## [What to work on]
Which lines of the entries contain the word "painted"? Select and copy each one, treating case as significant.

## [Provided records]

▼

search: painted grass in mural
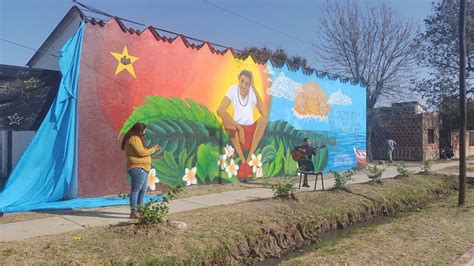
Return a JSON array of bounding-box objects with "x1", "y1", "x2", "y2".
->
[{"x1": 120, "y1": 96, "x2": 335, "y2": 185}]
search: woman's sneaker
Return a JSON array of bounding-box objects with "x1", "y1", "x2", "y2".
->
[{"x1": 130, "y1": 212, "x2": 140, "y2": 219}]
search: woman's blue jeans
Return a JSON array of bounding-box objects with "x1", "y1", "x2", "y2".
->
[{"x1": 128, "y1": 168, "x2": 148, "y2": 212}]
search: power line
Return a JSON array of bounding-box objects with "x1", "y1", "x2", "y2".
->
[
  {"x1": 0, "y1": 38, "x2": 60, "y2": 58},
  {"x1": 202, "y1": 0, "x2": 314, "y2": 47},
  {"x1": 77, "y1": 0, "x2": 242, "y2": 52}
]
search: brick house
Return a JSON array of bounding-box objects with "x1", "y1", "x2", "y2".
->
[{"x1": 372, "y1": 102, "x2": 440, "y2": 161}]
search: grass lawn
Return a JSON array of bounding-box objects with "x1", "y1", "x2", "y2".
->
[
  {"x1": 284, "y1": 185, "x2": 474, "y2": 265},
  {"x1": 0, "y1": 174, "x2": 338, "y2": 224},
  {"x1": 0, "y1": 175, "x2": 460, "y2": 264}
]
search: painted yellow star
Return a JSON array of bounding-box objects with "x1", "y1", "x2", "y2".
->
[{"x1": 110, "y1": 46, "x2": 138, "y2": 78}]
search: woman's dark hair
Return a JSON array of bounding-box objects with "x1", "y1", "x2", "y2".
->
[
  {"x1": 120, "y1": 122, "x2": 146, "y2": 150},
  {"x1": 239, "y1": 70, "x2": 252, "y2": 80}
]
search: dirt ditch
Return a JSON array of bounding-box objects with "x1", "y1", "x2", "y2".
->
[{"x1": 0, "y1": 172, "x2": 456, "y2": 264}]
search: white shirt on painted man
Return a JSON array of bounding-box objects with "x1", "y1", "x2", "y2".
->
[{"x1": 225, "y1": 85, "x2": 257, "y2": 126}]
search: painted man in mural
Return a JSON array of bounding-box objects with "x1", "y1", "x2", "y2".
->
[{"x1": 217, "y1": 70, "x2": 268, "y2": 178}]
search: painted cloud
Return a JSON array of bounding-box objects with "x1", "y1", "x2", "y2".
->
[
  {"x1": 328, "y1": 89, "x2": 352, "y2": 105},
  {"x1": 267, "y1": 72, "x2": 302, "y2": 100}
]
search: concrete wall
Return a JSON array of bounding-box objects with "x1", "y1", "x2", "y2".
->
[
  {"x1": 422, "y1": 113, "x2": 440, "y2": 160},
  {"x1": 372, "y1": 112, "x2": 425, "y2": 161},
  {"x1": 451, "y1": 130, "x2": 474, "y2": 158}
]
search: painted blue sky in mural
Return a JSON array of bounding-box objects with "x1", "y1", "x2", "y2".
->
[{"x1": 267, "y1": 65, "x2": 366, "y2": 135}]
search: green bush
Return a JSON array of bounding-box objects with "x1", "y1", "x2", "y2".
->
[
  {"x1": 396, "y1": 162, "x2": 413, "y2": 176},
  {"x1": 330, "y1": 170, "x2": 355, "y2": 190},
  {"x1": 138, "y1": 186, "x2": 183, "y2": 224},
  {"x1": 367, "y1": 165, "x2": 385, "y2": 182},
  {"x1": 272, "y1": 179, "x2": 296, "y2": 200}
]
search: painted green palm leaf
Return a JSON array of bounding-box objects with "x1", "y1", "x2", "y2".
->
[
  {"x1": 145, "y1": 119, "x2": 211, "y2": 156},
  {"x1": 119, "y1": 96, "x2": 221, "y2": 136},
  {"x1": 197, "y1": 144, "x2": 219, "y2": 183},
  {"x1": 152, "y1": 151, "x2": 184, "y2": 186},
  {"x1": 283, "y1": 149, "x2": 298, "y2": 175}
]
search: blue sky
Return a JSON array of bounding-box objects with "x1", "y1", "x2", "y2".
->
[{"x1": 0, "y1": 0, "x2": 432, "y2": 70}]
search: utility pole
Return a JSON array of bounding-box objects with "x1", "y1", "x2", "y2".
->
[{"x1": 458, "y1": 0, "x2": 467, "y2": 206}]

▲

## [Response]
search: painted grass in mural
search: painted yellow star
search: white shirt on painted man
search: painted man in mural
search: painted cloud
search: painted blue sky in mural
search: painted green palm leaf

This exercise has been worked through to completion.